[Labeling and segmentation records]
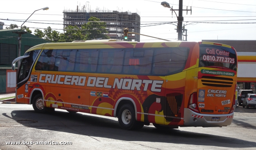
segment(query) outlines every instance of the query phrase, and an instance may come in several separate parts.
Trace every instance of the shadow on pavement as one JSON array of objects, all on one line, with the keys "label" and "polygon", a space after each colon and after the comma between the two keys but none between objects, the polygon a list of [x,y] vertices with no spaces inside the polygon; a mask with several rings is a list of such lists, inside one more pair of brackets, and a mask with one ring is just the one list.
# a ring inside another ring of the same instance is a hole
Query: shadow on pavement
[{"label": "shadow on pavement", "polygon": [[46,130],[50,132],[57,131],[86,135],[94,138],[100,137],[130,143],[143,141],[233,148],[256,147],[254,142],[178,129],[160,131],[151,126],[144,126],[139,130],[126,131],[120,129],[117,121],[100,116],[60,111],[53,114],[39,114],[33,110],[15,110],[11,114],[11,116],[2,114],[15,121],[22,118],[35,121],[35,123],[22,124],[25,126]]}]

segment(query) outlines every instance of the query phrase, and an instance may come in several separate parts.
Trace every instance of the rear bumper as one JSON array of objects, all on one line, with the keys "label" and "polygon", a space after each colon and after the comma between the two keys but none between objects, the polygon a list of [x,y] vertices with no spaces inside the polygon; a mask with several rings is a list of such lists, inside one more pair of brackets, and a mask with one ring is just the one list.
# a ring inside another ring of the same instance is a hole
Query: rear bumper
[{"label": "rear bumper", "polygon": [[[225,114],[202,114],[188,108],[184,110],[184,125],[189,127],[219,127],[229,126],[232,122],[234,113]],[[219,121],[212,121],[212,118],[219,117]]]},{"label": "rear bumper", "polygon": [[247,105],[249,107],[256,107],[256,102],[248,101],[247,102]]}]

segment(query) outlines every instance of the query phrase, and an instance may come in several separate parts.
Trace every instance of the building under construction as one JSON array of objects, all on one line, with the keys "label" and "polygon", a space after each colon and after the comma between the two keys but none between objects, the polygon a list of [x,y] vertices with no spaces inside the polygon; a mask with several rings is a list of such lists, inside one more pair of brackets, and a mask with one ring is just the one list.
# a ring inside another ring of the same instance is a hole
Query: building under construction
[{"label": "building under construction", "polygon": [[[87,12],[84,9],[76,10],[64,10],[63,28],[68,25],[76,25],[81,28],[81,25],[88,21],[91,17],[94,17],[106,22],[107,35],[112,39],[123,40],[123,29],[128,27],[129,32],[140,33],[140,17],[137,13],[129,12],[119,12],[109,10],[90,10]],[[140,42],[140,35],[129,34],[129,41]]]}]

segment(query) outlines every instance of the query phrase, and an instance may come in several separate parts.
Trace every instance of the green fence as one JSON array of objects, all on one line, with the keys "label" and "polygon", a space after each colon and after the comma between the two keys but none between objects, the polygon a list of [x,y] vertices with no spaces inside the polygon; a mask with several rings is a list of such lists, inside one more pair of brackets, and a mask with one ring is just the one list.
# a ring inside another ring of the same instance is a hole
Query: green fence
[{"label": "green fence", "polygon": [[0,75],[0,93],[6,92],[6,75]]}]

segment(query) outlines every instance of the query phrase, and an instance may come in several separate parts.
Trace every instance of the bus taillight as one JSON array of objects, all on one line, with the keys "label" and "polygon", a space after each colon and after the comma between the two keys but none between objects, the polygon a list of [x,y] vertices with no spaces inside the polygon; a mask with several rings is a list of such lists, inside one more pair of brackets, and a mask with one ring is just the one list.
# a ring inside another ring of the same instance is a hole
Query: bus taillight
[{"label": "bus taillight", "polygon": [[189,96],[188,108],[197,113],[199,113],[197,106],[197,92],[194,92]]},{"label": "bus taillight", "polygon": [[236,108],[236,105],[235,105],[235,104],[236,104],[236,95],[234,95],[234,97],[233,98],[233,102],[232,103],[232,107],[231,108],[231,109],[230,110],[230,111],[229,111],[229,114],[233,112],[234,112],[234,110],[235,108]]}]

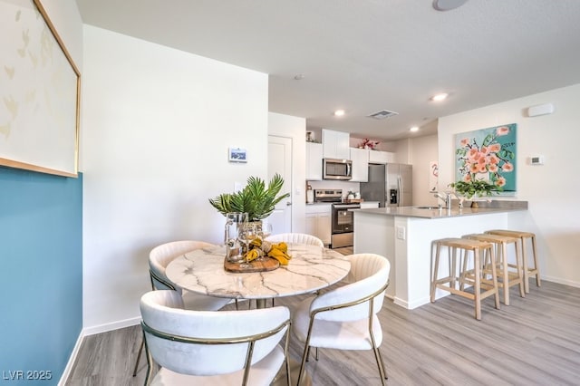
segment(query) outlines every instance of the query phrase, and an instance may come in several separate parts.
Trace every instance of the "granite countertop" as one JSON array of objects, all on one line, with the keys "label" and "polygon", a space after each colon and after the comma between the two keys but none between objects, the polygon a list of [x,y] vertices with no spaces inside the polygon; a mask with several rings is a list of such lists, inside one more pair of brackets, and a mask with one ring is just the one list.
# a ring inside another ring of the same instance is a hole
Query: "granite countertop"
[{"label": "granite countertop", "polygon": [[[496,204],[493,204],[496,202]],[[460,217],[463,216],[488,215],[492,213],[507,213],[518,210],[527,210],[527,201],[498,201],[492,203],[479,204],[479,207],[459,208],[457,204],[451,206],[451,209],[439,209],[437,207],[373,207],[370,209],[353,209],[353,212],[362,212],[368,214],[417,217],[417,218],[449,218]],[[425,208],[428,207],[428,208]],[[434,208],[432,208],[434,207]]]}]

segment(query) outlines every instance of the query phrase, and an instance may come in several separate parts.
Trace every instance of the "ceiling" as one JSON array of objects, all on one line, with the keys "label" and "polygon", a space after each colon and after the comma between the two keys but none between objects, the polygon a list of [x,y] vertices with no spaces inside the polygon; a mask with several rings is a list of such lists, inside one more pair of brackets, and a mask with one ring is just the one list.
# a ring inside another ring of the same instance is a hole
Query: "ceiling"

Directive
Would you mind returning each entry above word for word, skipping the images?

Task answer
segment(query) outlines every instance of the query phrase, and an instance may come in several separate parts.
Trace every instance of the shadow on pavement as one JSON array of objects, all on one line, with the keys "label" and "polygon", a space after each colon and after the comma between the two keys but none between objects, the polygon a list of [x,y] vertices with no spaces inside the polygon; a mask with several rings is a list of such lists, inside one more pair of brackets, and a mask with one ring is just the one list.
# a ring inside another ring of the same instance is a hole
Query: shadow on pavement
[{"label": "shadow on pavement", "polygon": [[46,130],[50,132],[57,131],[86,135],[94,138],[100,137],[130,143],[143,141],[233,148],[256,147],[254,142],[178,129],[160,131],[151,126],[144,126],[139,130],[126,131],[120,129],[117,121],[100,116],[60,111],[53,114],[39,114],[33,110],[15,110],[11,114],[11,116],[2,114],[15,121],[22,118],[35,121],[35,123],[22,124],[25,126]]}]

segment(query) outlines every instance of the query phrase, and an instance may come in several separate parts.
Trace every instance of the rear bumper as one JSON array of objects, all on one line, with the keys "label" and "polygon", a space after each colon and after the comma between the two keys but none between objects, the polygon a list of [x,y] vertices with no spaces inside the polygon; a mask with several rings is a list of such lists, inside one more pair of brackets, and a mask with one ring is just the one list.
# a ring inside another ring of the same instance is a hole
Query: rear bumper
[{"label": "rear bumper", "polygon": [[[225,114],[202,114],[188,108],[184,110],[184,125],[189,127],[219,127],[229,126],[232,122],[234,113]],[[219,121],[212,121],[212,118],[219,117]]]},{"label": "rear bumper", "polygon": [[247,105],[249,107],[256,107],[256,102],[248,101],[247,102]]}]

segment(query) outlines every instance of the query phrase, and an instance may come in several separate parts.
Trace every instance of the building under construction as one JSON array of objects, all on one line, with the keys "label" and "polygon", a space after each colon and after the comma between the two keys but none between objects, the polygon a list of [x,y] vertices with no spaces inside the polygon; a mask with several rings is a list of such lists, inside one more pair of brackets, and a mask with one ring is just the one list.
# a ring inside another ring of the same instance is a hole
Query: building under construction
[{"label": "building under construction", "polygon": [[[87,12],[84,9],[76,10],[64,10],[63,28],[68,25],[76,25],[81,28],[81,25],[88,21],[91,17],[94,17],[106,22],[107,35],[112,39],[123,40],[123,29],[128,27],[129,32],[140,33],[140,17],[137,13],[129,12],[119,12],[109,10],[90,10]],[[140,42],[140,35],[129,34],[129,41]]]}]

segment(query) outlines every instance of the query phrase, and an instance may come in several separate parts.
Trace every instance of the green fence as one JSON array of objects, all on one line, with the keys "label" and "polygon", a space after each colon and after the comma between the two keys but none between objects, the polygon a list of [x,y] vertices with no spaces inside the polygon; a mask with several rings is a list of such lists, inside one more pair of brackets, and a mask with one ring is just the one list.
# a ring inside another ring of the same instance is a hole
Query: green fence
[{"label": "green fence", "polygon": [[0,75],[0,93],[6,92],[6,75]]}]

segment(query) outlines every instance of the query phrase, and an instance may come in several separate parts.
Trace every instance of the bus taillight as one JSON array of objects, all on one line, with the keys "label" and "polygon", a space after each colon and after the comma between the two keys but none between objects, the polygon a list of [x,y] vertices with no spaces inside the polygon; a mask with several rings is a list of such lists, inside one more pair of brackets, and a mask with one ring is just the one list.
# a ring inside another ring of the same instance is a hole
Query: bus taillight
[{"label": "bus taillight", "polygon": [[189,96],[188,108],[197,113],[199,113],[197,106],[197,92],[194,92]]},{"label": "bus taillight", "polygon": [[236,108],[236,105],[235,105],[235,104],[236,104],[236,95],[234,95],[234,97],[233,98],[233,102],[232,103],[232,107],[231,108],[231,109],[230,110],[230,111],[229,111],[229,114],[233,112],[234,112],[234,110],[235,108]]}]

segment(query) outlines every instance of the query phrase, and an instance may come in several separate parts.
Trace every instance of the "granite countertop" as one JSON array of objects, all on one line, with the keys "label" and "polygon", a space after each colon and after the comma between the two keys but none between objects, the polygon a list of [x,y] vertices with no spaces inside the polygon; a mask with several rings is a list of such lists, inside one more pair of brackets, and a mask with one ring is just the one list.
# a ring inside another ring of the same instance is a hole
Query: "granite countertop"
[{"label": "granite countertop", "polygon": [[[496,204],[493,204],[496,202]],[[460,217],[463,216],[488,215],[492,213],[507,213],[518,210],[527,210],[527,201],[498,201],[492,203],[479,204],[479,207],[459,208],[457,204],[451,206],[451,209],[439,209],[437,207],[373,207],[370,209],[353,209],[353,212],[362,212],[368,214],[417,217],[417,218],[449,218]],[[425,208],[428,207],[428,208]],[[434,208],[432,208],[434,207]]]}]

segment(query) outlines every instance of the query phrase, and an instance may come in several separate parts.
Trace every instance of the "ceiling" as one JSON array of objects, all on one line, with the keys "label" and "polygon", a space after each colon and after the comma between the two keys but none between objects, the polygon a list of [x,y] vertices with no spaces inside the polygon; a mask with several rings is a list of such lists, inside one more pair of brackets, and a mask with one ring is just the one list.
# a ring inside another ring of the same instance is a hole
Query: "ceiling"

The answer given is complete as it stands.